» **Text shown**:
◇ ◇ ◇ ◇ ◇ ◇ ◇

In 2020, Forescout launched Project Memoria – the most extensive study of security posture of TCP/IP stacks. It started from collaboration with JSOF Research to understand the impact of Ripple20 and led to discovery of almost 100 vulnerabilities in 14 TCP/IP stacks, divided into five phases: AMNESIA:33, NUMBER:JACK, NAME:WRECK, INFRA:HALT and NUCLEUS:13.
What did Forescout’s report say?
Two years later after the initial Project Memoria was disclosed, Forescout’s research team, known as Vedere Labs, has found that exposed devices running vulnerable services have decreased in some cases, but increased in others. These were some of the findings.
The reported number of devices running NicheStack – the stack that was found vulnerable in INFRA:HALT allows for two things; Denial of Service or Remote Code Execution. This primarily affects operational technology(OT) and industrial control system(ICS) devices – which has increased by almost 50% in the same two-year time frame observed for NUCLEUS:13.
NUCLEUS:13, which was published as the last phase, revealed that the number of devices exposed on the internet running the Nucleus FTP server and RTOS had decreased by 13% and 25%, respectively, when compared to the release of NAME:WRECK, six months earlier.
Using the same queries on the Shodan search engine in August 2022, one year after first noticing the decline, there was a sharp decrease of exposed devices running the Nucleus FTP server. However, the number of devices running the Nucleus RTOS seems to have generally stabilised at around 1100-1200, which is still less than when Forescout started the research.
Two years later, it is clear that Project Memoria is even more relevant today. It foreshadowed persistent problems the industry is facing with supply chain vulnerabilities and why the recommended mitigation strategies provided with each disclosure can’t be ignored.

◇ ◇ ◇ ◇ ◇ ◇ ◇

» **Information supplied**:
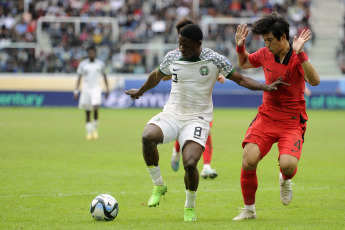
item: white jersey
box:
[159,48,235,122]
[77,58,105,90]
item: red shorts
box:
[242,113,307,159]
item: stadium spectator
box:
[233,12,320,220]
[0,0,310,72]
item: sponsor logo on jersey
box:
[199,66,210,76]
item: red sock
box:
[279,167,297,180]
[175,140,180,152]
[241,168,258,205]
[202,134,213,164]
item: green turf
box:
[0,107,345,229]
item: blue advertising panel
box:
[0,79,345,109]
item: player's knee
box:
[242,160,258,171]
[242,154,260,171]
[141,133,155,146]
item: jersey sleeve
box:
[158,50,181,76]
[77,61,85,75]
[248,48,263,68]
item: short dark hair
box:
[86,45,96,52]
[175,18,195,34]
[252,12,290,41]
[180,24,204,42]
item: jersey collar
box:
[274,44,293,65]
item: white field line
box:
[0,185,345,198]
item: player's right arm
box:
[235,24,255,69]
[125,69,166,100]
[226,71,290,92]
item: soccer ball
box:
[90,194,119,221]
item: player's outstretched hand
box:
[292,30,311,54]
[266,77,290,92]
[125,89,143,100]
[235,24,249,46]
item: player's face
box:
[178,35,201,60]
[262,32,285,55]
[87,50,96,60]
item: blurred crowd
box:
[0,0,312,73]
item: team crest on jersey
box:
[199,66,210,76]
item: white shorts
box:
[78,89,102,110]
[147,111,210,149]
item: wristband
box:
[297,51,309,64]
[236,45,246,53]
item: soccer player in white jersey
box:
[163,17,225,179]
[74,46,109,140]
[125,25,283,221]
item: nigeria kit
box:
[149,48,235,148]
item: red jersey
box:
[248,46,308,121]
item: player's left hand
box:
[292,30,311,54]
[266,77,290,92]
[125,89,143,100]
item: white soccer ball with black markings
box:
[90,194,119,221]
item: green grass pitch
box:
[0,107,345,230]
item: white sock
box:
[147,165,164,186]
[184,190,196,208]
[93,120,98,130]
[244,204,255,212]
[171,147,180,162]
[86,122,93,134]
[204,164,211,170]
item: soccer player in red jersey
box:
[233,12,320,220]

◇ ◇ ◇ ◇ ◇ ◇ ◇

» **Exercises to complete**:
(a) Translate this sentence from the text on Project Memoria into Spanish: "Two years later, it is clear that Project Memoria is even more relevant today."
(b) Reproduce the passage of the Project Memoria text that runs from "The reported number" up to and including "six months earlier.".

» **Answers for the exercise**:
(a) Dos años después, está claro que Project Memoria es aún más relevante hoy en día.

(b)
The reported number of devices running NicheStack – the stack that was found vulnerable in INFRA:HALT allows for two things; Denial of Service or Remote Code Execution. This primarily affects operational technology(OT) and industrial control system(ICS) devices – which has increased by almost 50% in the same two-year time frame observed for NUCLEUS:13.
NUCLEUS:13, which was published as the last phase, revealed that the number of devices exposed on the internet running the Nucleus FTP server and RTOS had decreased by 13% and 25%, respectively, when compared to the release of NAME:WRECK, six months earlier.